[Stored data entries]
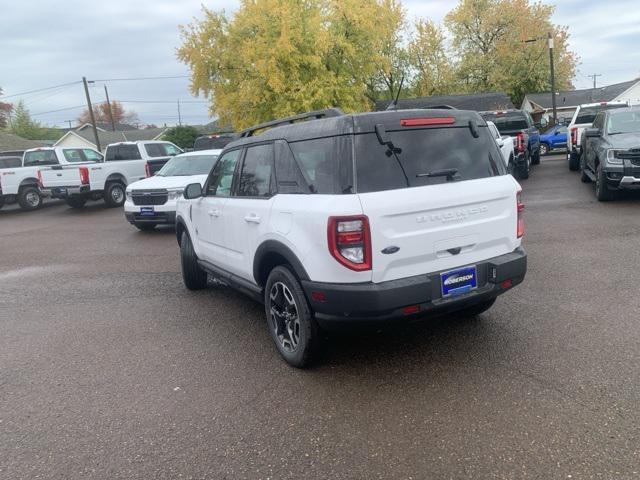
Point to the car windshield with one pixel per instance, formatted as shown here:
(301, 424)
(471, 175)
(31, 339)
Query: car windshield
(507, 122)
(588, 114)
(624, 122)
(428, 156)
(185, 165)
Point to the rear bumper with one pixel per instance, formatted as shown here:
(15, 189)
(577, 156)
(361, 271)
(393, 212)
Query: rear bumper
(66, 192)
(158, 218)
(386, 300)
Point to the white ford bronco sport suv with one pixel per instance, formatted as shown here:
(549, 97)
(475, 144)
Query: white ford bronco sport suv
(326, 217)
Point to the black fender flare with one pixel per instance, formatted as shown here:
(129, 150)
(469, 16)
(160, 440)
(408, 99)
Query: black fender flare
(276, 247)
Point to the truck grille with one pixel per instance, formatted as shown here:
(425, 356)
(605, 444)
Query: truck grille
(149, 197)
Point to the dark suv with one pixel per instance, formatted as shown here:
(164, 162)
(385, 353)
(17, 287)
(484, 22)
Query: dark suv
(519, 125)
(611, 156)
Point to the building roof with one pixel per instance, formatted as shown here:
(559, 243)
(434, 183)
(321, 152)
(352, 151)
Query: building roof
(9, 141)
(474, 101)
(573, 98)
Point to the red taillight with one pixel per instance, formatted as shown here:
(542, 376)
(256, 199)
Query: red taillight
(520, 143)
(420, 122)
(520, 208)
(84, 175)
(349, 240)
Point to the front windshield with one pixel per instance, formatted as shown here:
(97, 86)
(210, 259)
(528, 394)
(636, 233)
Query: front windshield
(184, 165)
(624, 122)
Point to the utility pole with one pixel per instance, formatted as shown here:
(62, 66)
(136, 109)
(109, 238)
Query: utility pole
(553, 80)
(106, 92)
(594, 76)
(93, 119)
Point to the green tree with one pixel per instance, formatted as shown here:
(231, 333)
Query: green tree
(488, 38)
(280, 57)
(24, 126)
(184, 136)
(434, 70)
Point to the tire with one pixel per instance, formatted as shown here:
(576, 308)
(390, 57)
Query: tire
(535, 158)
(193, 276)
(523, 170)
(574, 161)
(603, 194)
(476, 309)
(76, 202)
(29, 198)
(114, 194)
(291, 324)
(544, 149)
(145, 227)
(584, 178)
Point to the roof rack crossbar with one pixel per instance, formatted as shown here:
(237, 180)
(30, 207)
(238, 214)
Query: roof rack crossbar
(327, 113)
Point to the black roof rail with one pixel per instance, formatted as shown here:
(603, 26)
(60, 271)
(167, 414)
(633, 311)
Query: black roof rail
(317, 114)
(440, 107)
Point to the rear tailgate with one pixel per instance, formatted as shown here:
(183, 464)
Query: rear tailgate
(61, 176)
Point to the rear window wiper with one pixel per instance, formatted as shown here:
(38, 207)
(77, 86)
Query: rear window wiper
(450, 173)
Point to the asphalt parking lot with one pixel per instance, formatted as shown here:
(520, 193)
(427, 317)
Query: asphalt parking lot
(110, 368)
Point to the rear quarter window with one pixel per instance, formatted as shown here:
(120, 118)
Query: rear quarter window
(425, 151)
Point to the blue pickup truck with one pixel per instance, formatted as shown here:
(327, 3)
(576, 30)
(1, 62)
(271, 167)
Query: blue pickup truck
(553, 138)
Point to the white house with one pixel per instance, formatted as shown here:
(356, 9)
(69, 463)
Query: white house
(540, 105)
(84, 137)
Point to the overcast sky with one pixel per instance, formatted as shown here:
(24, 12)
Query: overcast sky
(51, 42)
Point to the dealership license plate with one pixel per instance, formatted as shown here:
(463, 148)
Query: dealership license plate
(458, 281)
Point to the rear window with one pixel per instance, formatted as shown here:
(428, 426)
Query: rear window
(117, 153)
(10, 162)
(40, 157)
(508, 122)
(161, 150)
(588, 114)
(425, 151)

ACTIVITY — With the pictures dropped, write out all of the entries word for word.

EXERCISE OUTPUT —
Point to the car windshield with one pixel per instance, formatted as shown here:
(301, 424)
(471, 175)
(31, 339)
Query: car windshield
(507, 122)
(588, 114)
(624, 122)
(428, 156)
(185, 165)
Point to the rear bumper with one pixel per instance, formatted as shown here:
(15, 189)
(577, 156)
(361, 271)
(393, 212)
Query: rear bumper
(66, 192)
(158, 218)
(386, 300)
Point to the white ford bronco sport suv with one pixel per instance, formatted as shown here:
(549, 97)
(475, 144)
Query: white ford bronco sport suv
(326, 217)
Point to the black fender flare with one pixel per instance, formatted as shown here:
(129, 150)
(469, 16)
(160, 440)
(408, 99)
Query: black fender flare
(276, 247)
Point to the truck grille with one pixel per instance, formatted as shown here:
(425, 356)
(605, 444)
Query: truck grille
(149, 197)
Point to the dark suv with one pixel per instance, formatted as shown here:
(164, 162)
(385, 353)
(17, 287)
(484, 22)
Query: dark suv
(519, 125)
(611, 156)
Point to the building roof with one pixel per instance, formatted as shown here:
(559, 243)
(434, 183)
(321, 152)
(352, 151)
Query: building roof
(9, 141)
(474, 101)
(573, 98)
Point to the red taillight with one pixel per instance, formatted as shown here:
(542, 376)
(256, 199)
Query: red taillight
(520, 143)
(420, 122)
(520, 208)
(84, 175)
(349, 240)
Point to the front windshield with one pixel per instance, formatted as shown here:
(97, 86)
(210, 259)
(528, 394)
(636, 233)
Query: front windshield
(184, 165)
(624, 122)
Point to the utility pole with one pixel per instance, formatted as shown here:
(62, 66)
(136, 109)
(109, 238)
Query: utility pole
(553, 80)
(106, 92)
(594, 76)
(93, 119)
Point to the green tree with one pixel per instance, formatted as shown here:
(231, 333)
Query: green tree
(488, 38)
(280, 57)
(24, 126)
(184, 136)
(434, 70)
Point to the tire with one pixel per instance, formatted as shown here:
(576, 308)
(390, 57)
Query: tire
(535, 158)
(193, 276)
(523, 170)
(574, 161)
(603, 194)
(476, 309)
(76, 202)
(29, 198)
(114, 194)
(291, 324)
(544, 149)
(145, 227)
(584, 178)
Point to the roof rack crossbar with one pixel per instance, formatted as shown here:
(237, 180)
(30, 207)
(238, 214)
Query: roof rack crossbar
(327, 113)
Point to the black roof rail with one pixel per instance, formatted as shown here:
(603, 26)
(60, 271)
(167, 414)
(633, 311)
Query: black roof rail
(317, 114)
(440, 107)
Point to the rear tailgate with one pixel per instance, formatted as shown here:
(183, 464)
Query: rear tailgate
(61, 176)
Point to the rear window wiper with one pixel per instance, formatted as shown here:
(38, 207)
(77, 86)
Query: rear window wiper
(450, 173)
Point to the asphalt parking lot with one pixel per instance, formatted as shown here:
(520, 193)
(427, 317)
Query: asphalt parking lot
(110, 368)
Point to the rear quarter window with one pixel per instance, formatted as shown here:
(120, 118)
Query: rear quarter window
(425, 151)
Point to the blue pickup truck with one pixel per instance, formatted as shown here:
(327, 3)
(576, 30)
(1, 62)
(271, 167)
Query: blue pickup truck
(553, 138)
Point to the white house with one pixel per instance, formatted as shown here:
(356, 9)
(69, 463)
Query: white house
(540, 105)
(84, 137)
Point to the overcast sky with one pixel per instance, formatted as shown here:
(24, 12)
Query: overcast sky
(51, 42)
Point to the dealership license plate with one pixel per instance, formatted as shown here:
(463, 148)
Query: dealership license plate
(458, 281)
Point to the rear window with one pixel per instance, formatted as shown here:
(428, 426)
Query: rear window
(117, 153)
(10, 162)
(40, 157)
(508, 122)
(161, 150)
(588, 114)
(425, 151)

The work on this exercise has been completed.